[Dataset entries]

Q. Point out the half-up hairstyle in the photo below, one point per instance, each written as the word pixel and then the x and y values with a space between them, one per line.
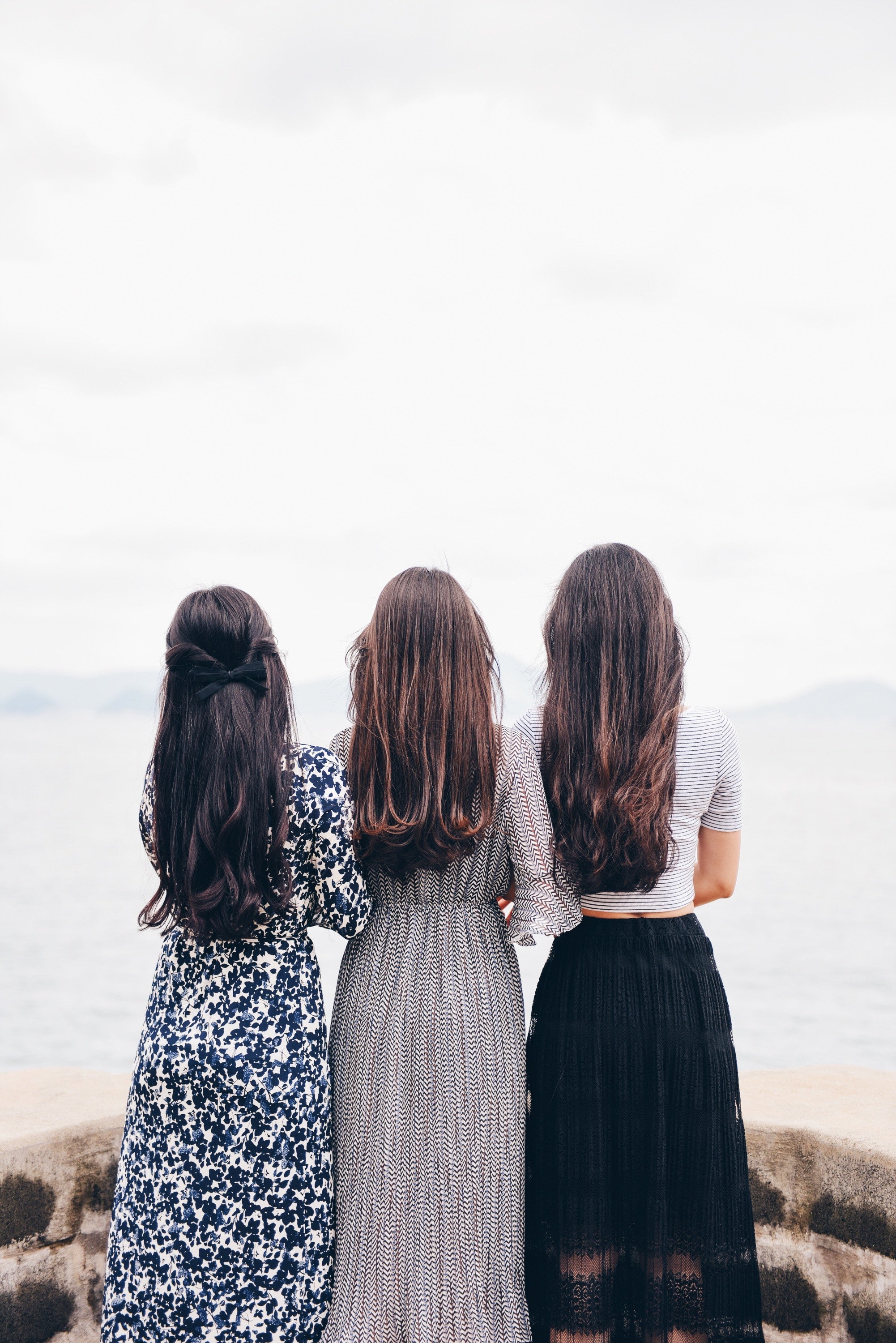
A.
pixel 219 821
pixel 614 684
pixel 423 753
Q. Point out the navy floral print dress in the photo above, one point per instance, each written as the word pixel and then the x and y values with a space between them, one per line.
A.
pixel 222 1227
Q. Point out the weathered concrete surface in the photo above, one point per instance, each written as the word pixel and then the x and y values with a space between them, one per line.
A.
pixel 823 1163
pixel 823 1157
pixel 60 1146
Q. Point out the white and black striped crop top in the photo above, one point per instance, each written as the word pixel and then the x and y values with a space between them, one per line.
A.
pixel 707 794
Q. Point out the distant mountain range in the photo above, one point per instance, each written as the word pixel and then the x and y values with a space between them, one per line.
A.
pixel 324 703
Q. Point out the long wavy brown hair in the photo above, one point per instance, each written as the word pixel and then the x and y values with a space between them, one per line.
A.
pixel 423 753
pixel 614 684
pixel 219 822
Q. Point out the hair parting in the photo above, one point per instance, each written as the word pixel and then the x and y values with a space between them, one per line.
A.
pixel 613 695
pixel 423 753
pixel 225 732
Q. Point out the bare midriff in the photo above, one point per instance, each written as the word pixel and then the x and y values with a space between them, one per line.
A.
pixel 648 914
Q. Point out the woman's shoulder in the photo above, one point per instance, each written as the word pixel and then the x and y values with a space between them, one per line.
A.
pixel 518 753
pixel 530 727
pixel 704 734
pixel 319 778
pixel 704 722
pixel 340 744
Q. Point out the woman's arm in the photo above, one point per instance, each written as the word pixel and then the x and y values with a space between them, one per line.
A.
pixel 545 904
pixel 341 902
pixel 715 872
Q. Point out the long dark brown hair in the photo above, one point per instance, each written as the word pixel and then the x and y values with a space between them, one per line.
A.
pixel 614 685
pixel 219 821
pixel 423 753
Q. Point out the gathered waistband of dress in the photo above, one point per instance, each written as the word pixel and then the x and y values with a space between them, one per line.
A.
pixel 421 900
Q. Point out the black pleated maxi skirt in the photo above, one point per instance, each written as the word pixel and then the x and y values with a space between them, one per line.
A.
pixel 639 1213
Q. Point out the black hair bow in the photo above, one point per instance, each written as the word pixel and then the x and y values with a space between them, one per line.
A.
pixel 250 673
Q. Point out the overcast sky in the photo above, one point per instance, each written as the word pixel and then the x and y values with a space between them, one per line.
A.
pixel 294 296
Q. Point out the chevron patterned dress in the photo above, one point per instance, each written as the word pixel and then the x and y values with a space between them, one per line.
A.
pixel 427 1059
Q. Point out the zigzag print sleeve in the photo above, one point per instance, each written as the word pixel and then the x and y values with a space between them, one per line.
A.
pixel 546 906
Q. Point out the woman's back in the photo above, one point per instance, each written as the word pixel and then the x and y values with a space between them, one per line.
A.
pixel 707 794
pixel 427 1032
pixel 518 841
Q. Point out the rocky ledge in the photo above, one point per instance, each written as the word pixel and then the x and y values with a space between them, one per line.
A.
pixel 823 1159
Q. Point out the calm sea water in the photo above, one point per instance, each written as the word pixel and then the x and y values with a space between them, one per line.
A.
pixel 806 947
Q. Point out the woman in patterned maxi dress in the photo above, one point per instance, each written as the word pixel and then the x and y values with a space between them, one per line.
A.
pixel 427 1036
pixel 222 1225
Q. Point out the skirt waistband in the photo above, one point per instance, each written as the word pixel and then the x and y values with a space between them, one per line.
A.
pixel 657 930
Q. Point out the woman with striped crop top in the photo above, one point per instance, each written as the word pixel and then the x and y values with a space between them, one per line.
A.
pixel 639 1213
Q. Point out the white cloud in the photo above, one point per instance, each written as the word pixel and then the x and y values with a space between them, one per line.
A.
pixel 448 287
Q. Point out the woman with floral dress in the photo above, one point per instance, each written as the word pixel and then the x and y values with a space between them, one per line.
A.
pixel 222 1224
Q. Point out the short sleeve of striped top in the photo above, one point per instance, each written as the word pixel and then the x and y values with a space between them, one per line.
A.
pixel 725 810
pixel 707 794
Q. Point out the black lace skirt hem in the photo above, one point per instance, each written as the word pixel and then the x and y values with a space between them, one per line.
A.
pixel 639 1215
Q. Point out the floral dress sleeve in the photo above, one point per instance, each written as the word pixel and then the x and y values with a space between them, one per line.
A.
pixel 546 903
pixel 339 896
pixel 147 809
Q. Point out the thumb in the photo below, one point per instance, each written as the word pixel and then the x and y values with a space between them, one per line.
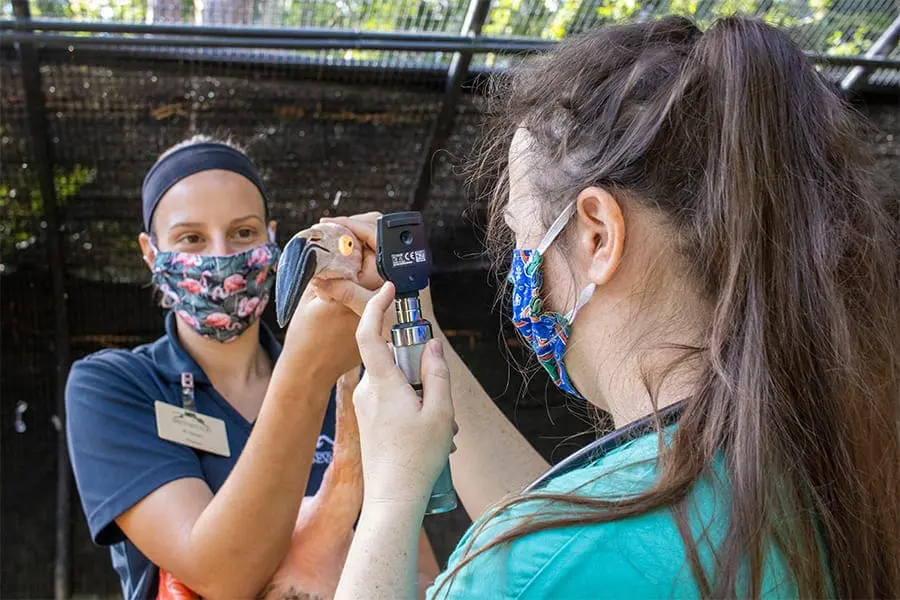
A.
pixel 351 295
pixel 436 395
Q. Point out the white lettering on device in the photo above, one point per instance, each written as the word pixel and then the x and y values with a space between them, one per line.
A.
pixel 402 259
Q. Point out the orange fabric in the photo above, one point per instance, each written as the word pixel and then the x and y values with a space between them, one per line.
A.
pixel 172 589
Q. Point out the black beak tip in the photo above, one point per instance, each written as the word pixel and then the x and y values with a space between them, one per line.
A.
pixel 296 268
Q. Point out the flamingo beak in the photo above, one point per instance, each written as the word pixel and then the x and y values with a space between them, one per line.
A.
pixel 296 268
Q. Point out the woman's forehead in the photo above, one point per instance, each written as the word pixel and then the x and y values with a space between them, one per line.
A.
pixel 209 198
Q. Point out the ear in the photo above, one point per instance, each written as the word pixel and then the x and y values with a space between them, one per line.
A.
pixel 601 232
pixel 147 249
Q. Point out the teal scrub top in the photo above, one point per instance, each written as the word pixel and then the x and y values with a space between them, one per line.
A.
pixel 636 558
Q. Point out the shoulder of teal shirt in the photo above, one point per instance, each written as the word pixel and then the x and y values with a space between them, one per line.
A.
pixel 637 557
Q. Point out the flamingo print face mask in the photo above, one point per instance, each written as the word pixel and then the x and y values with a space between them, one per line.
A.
pixel 219 297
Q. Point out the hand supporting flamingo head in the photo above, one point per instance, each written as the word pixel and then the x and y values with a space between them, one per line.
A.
pixel 324 251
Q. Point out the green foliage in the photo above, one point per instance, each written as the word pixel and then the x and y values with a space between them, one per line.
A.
pixel 821 26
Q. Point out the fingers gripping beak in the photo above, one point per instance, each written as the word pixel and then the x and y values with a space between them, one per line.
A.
pixel 296 268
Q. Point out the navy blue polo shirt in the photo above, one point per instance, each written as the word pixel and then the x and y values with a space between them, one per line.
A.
pixel 117 456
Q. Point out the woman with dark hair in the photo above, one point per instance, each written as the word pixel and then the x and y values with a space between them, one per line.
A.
pixel 192 454
pixel 698 252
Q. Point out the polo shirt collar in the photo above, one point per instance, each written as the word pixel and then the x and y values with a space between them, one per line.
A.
pixel 172 359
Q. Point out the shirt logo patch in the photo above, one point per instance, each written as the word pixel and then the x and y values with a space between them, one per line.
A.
pixel 324 450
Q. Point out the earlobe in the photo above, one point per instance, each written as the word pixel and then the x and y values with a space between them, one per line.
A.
pixel 604 226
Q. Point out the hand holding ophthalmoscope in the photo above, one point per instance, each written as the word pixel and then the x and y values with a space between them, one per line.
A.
pixel 405 440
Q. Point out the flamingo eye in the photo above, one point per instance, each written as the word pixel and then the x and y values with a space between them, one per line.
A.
pixel 345 245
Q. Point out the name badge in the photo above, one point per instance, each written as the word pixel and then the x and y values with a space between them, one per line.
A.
pixel 190 428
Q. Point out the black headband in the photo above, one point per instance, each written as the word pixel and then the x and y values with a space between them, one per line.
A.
pixel 191 159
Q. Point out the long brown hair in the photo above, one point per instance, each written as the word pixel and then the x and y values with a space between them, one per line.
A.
pixel 759 169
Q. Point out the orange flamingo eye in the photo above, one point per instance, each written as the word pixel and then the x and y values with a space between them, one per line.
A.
pixel 345 245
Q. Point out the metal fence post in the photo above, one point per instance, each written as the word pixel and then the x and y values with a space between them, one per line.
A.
pixel 43 157
pixel 459 68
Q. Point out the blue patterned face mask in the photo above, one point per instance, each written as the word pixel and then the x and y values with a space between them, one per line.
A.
pixel 219 297
pixel 547 332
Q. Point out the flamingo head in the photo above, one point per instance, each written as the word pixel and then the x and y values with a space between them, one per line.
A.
pixel 326 251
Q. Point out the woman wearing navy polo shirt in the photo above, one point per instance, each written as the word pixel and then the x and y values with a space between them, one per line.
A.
pixel 216 511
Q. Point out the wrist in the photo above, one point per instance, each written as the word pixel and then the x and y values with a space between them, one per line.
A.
pixel 375 510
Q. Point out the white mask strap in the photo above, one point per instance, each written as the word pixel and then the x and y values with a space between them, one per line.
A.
pixel 583 299
pixel 558 225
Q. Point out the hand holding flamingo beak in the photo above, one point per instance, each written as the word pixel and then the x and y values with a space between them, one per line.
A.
pixel 324 251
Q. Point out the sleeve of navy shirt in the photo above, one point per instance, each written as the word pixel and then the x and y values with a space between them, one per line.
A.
pixel 116 454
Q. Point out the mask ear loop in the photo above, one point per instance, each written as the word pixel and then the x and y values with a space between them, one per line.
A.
pixel 583 299
pixel 558 225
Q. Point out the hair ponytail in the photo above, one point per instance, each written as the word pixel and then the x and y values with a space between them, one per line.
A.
pixel 757 166
pixel 800 253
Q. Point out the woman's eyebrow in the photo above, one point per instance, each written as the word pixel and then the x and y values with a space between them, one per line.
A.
pixel 186 224
pixel 245 218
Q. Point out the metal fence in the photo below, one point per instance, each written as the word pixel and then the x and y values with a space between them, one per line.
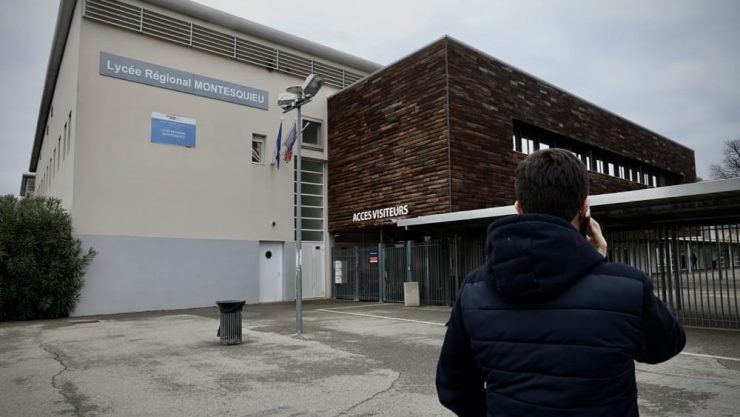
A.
pixel 695 270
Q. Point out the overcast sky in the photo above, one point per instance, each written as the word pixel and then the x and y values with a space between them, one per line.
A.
pixel 672 66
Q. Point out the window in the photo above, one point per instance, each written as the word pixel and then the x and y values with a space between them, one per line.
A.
pixel 312 200
pixel 69 131
pixel 258 148
pixel 312 134
pixel 527 138
pixel 65 142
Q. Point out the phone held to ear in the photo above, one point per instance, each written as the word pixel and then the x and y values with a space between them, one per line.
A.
pixel 585 221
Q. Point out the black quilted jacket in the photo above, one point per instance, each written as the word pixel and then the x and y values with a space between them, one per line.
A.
pixel 547 327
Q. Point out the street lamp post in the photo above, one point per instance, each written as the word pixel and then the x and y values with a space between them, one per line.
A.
pixel 295 98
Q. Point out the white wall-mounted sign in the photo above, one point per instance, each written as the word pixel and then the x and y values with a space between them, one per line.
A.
pixel 173 130
pixel 187 82
pixel 383 213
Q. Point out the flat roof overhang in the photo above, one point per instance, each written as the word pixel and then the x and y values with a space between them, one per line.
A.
pixel 707 202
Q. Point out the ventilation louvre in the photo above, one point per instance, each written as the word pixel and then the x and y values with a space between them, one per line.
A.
pixel 158 25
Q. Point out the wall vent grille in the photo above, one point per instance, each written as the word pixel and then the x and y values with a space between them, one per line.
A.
pixel 158 25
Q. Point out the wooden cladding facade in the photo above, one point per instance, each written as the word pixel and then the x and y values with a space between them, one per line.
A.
pixel 434 131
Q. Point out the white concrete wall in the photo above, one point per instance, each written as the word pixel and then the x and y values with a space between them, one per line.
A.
pixel 178 227
pixel 126 185
pixel 59 176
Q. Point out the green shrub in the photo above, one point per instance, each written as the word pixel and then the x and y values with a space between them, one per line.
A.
pixel 41 263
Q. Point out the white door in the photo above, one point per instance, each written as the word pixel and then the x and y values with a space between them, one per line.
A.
pixel 313 270
pixel 271 271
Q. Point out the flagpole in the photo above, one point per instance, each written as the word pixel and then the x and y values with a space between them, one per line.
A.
pixel 295 98
pixel 299 230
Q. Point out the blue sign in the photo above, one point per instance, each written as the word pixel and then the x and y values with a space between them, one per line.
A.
pixel 156 75
pixel 173 130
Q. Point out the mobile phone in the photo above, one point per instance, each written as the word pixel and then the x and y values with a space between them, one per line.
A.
pixel 585 221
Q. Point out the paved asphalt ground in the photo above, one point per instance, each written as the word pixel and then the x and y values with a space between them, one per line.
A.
pixel 354 359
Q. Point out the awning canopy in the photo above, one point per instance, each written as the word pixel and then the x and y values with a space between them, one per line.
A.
pixel 707 202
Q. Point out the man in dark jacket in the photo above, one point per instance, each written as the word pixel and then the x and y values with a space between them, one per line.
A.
pixel 548 327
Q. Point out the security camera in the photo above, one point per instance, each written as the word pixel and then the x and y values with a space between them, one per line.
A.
pixel 312 85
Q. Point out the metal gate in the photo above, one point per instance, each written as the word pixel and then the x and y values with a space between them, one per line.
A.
pixel 354 276
pixel 438 266
pixel 695 270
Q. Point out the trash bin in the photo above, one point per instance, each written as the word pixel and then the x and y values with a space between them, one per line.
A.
pixel 230 326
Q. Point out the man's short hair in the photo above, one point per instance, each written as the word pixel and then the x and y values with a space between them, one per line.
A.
pixel 551 181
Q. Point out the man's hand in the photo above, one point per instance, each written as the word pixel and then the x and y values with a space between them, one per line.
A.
pixel 595 237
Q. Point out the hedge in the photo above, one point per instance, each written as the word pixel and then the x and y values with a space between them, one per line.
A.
pixel 41 263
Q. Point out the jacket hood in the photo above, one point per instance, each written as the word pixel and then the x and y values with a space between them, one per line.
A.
pixel 533 257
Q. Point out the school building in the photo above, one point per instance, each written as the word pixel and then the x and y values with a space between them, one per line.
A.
pixel 158 124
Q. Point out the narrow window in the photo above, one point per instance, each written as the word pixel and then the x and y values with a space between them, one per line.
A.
pixel 69 131
pixel 65 141
pixel 312 136
pixel 258 147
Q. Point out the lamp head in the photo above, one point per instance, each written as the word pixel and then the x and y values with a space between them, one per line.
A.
pixel 286 99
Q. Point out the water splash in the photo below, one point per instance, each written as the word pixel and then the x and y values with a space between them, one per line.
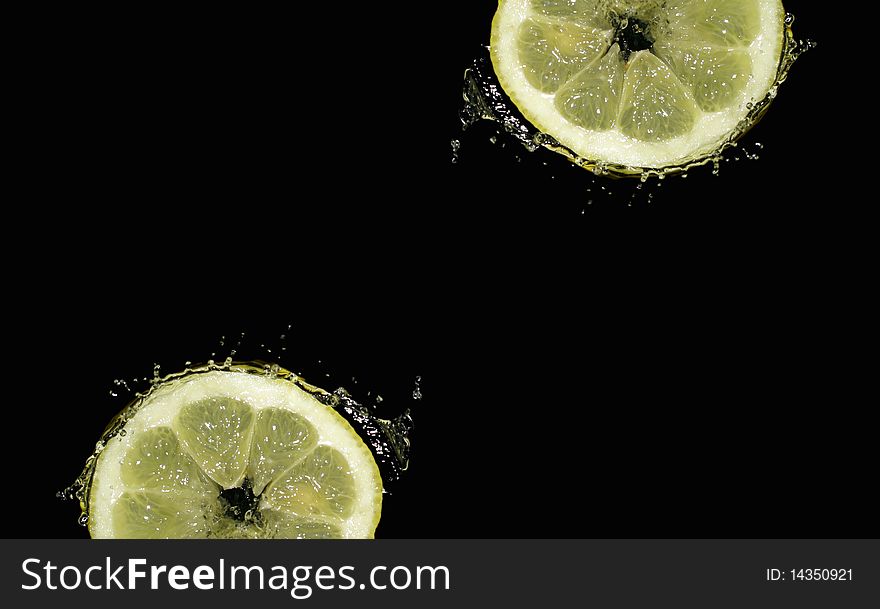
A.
pixel 484 99
pixel 389 439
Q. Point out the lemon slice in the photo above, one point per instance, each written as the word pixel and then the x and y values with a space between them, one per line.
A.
pixel 638 83
pixel 233 454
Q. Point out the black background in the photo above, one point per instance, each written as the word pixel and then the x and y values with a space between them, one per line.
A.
pixel 688 366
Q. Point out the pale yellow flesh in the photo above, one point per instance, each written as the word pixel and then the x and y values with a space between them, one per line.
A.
pixel 710 62
pixel 200 434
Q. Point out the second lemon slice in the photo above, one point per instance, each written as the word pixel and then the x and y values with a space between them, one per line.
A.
pixel 231 453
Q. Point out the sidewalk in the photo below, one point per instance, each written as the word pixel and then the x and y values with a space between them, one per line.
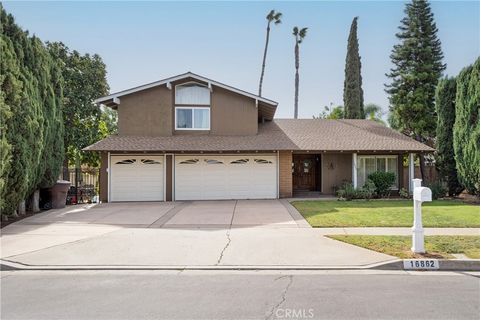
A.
pixel 399 231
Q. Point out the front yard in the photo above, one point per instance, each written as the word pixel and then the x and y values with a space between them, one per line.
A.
pixel 388 213
pixel 439 247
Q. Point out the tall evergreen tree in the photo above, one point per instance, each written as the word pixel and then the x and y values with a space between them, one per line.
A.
pixel 352 87
pixel 417 69
pixel 445 157
pixel 466 130
pixel 31 96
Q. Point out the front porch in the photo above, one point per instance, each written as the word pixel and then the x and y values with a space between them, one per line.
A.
pixel 321 174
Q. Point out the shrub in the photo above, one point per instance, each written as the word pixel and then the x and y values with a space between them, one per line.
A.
pixel 368 190
pixel 438 190
pixel 347 192
pixel 404 193
pixel 383 182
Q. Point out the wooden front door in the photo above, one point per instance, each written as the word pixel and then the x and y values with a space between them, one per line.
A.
pixel 304 167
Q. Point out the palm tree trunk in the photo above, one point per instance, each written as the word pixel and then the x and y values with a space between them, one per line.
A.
pixel 264 60
pixel 297 79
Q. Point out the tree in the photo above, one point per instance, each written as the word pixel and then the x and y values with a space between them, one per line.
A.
pixel 274 17
pixel 32 126
pixel 445 157
pixel 331 112
pixel 352 88
pixel 466 130
pixel 299 35
pixel 417 68
pixel 373 112
pixel 85 80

TASK TO CARRY OUT:
Where a line above holds the string "metal", show that line.

SOLUTION TO THIS EXERCISE:
Q. Point out the metal fence post in the photo above, one point per instance, each written as the word pixel and then the x and y values with a space between them, one per line.
Q. Point out the metal fence in the photo below, one point per instance, each written as the word pixel and then the x and y values with a space between them, one per line.
Q. Point out the metal gate in the photo above, one point per instance, each written as the word pixel and then the x and y values with a space between them, one per line.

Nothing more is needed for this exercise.